## TASK REQUIREMENTS
Copy the lines below word for word, from the line with "In this exercise you will mark the baby" up to and including the line with "<point>242,94</point>".

Entries for identifying locations:
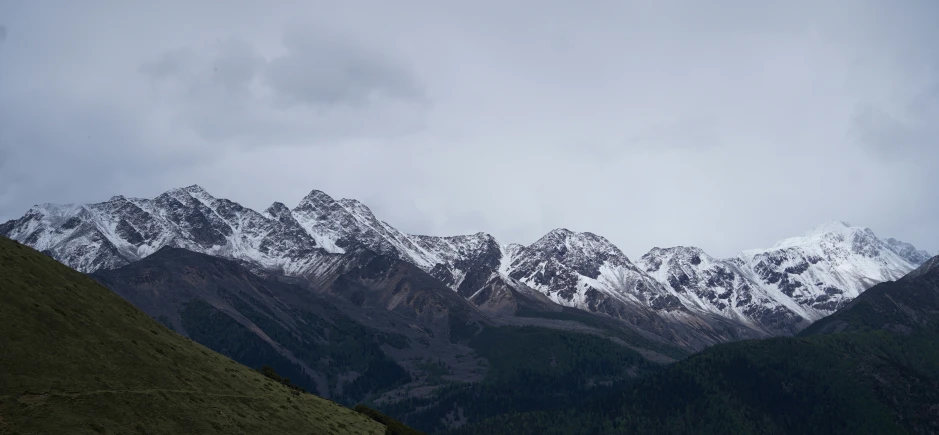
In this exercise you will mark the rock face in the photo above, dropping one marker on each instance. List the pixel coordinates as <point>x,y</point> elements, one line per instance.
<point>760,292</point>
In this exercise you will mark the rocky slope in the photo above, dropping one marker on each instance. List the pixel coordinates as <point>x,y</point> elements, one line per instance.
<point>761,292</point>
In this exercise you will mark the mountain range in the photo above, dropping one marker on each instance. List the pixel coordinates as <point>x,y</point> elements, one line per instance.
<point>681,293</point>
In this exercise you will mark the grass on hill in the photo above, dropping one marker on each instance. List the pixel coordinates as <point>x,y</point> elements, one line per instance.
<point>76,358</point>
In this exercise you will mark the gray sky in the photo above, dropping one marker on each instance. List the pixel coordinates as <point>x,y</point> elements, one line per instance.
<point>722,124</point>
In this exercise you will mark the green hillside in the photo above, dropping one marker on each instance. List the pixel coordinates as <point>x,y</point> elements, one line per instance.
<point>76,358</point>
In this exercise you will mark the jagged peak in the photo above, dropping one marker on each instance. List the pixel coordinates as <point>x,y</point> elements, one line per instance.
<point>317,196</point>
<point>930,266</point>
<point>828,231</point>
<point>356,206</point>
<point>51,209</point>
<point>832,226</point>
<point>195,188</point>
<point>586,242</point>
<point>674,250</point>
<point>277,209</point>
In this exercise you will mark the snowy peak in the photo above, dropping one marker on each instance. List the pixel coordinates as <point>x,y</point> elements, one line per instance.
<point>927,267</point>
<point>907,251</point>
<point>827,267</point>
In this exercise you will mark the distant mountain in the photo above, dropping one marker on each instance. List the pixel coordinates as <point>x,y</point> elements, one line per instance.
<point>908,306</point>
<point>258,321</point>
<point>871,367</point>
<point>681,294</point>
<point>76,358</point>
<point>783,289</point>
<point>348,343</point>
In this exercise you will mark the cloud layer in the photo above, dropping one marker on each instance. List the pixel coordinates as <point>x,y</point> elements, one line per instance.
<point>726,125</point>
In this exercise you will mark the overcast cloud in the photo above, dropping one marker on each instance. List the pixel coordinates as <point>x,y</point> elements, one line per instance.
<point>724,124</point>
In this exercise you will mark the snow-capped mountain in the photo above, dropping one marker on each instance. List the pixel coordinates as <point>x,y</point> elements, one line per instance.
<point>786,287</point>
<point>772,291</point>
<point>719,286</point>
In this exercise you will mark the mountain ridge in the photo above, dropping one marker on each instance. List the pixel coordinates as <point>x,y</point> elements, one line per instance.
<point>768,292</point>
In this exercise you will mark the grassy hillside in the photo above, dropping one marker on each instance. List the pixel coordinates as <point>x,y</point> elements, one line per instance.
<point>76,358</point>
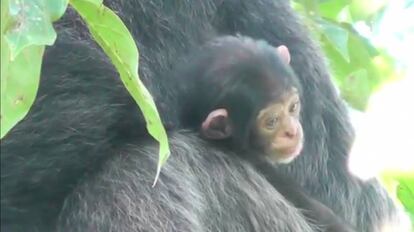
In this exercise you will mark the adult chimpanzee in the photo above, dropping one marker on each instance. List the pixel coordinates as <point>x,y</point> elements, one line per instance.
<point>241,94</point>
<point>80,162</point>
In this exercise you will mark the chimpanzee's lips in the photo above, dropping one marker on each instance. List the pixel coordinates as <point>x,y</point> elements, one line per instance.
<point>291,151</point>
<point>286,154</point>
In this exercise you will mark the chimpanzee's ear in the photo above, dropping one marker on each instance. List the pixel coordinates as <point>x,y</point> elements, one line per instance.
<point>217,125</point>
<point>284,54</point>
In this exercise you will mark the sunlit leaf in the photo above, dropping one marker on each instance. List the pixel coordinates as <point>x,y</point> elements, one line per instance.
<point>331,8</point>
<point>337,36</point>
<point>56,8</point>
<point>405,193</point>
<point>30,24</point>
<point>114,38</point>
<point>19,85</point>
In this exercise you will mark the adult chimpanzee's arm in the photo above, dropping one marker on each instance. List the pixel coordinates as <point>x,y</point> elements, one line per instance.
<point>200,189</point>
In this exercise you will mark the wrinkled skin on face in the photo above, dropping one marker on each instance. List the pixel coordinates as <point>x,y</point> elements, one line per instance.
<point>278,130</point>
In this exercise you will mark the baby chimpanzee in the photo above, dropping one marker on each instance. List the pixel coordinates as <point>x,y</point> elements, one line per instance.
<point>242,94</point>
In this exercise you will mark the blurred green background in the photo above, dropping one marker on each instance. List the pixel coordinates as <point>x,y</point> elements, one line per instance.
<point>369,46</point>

==

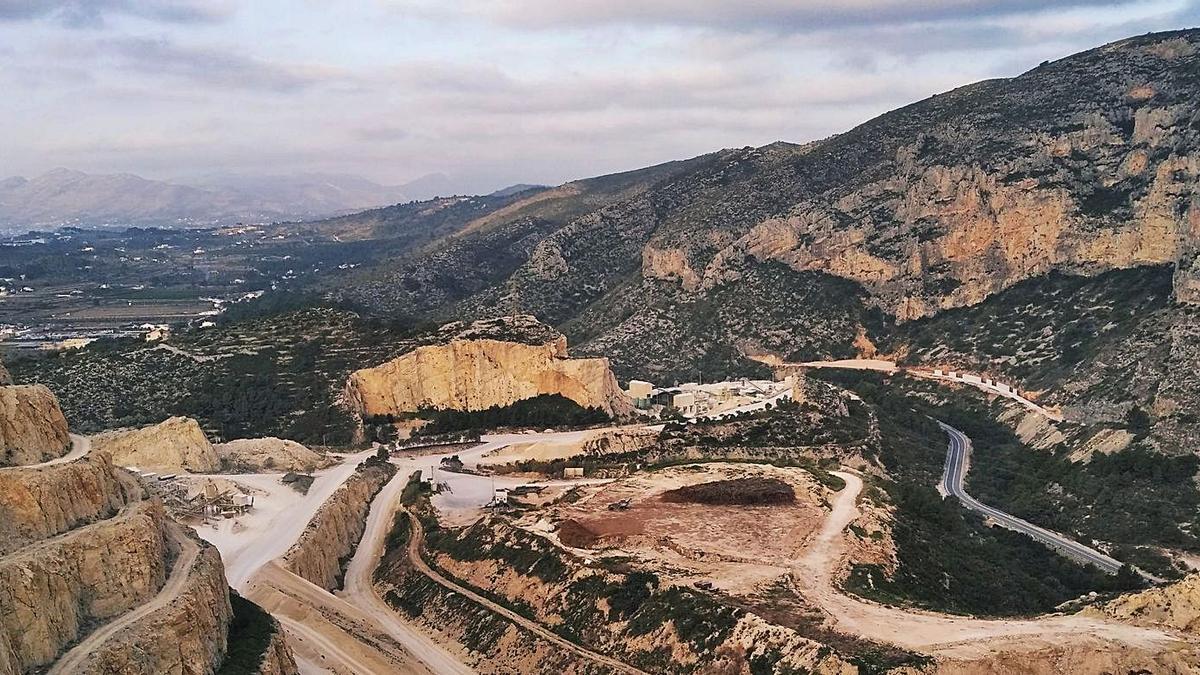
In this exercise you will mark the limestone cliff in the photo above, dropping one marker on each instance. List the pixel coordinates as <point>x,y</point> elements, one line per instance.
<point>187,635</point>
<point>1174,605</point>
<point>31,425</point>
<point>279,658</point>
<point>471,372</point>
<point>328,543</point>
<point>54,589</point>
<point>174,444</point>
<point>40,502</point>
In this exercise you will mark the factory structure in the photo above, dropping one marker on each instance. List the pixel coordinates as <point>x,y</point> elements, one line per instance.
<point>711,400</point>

## RESULT
In this exercise you will mark the baby chimpanzee in the photo above, dropping one marker on each instance. List the pixel coordinates as <point>x,y</point> elements, one line per instance.
<point>242,94</point>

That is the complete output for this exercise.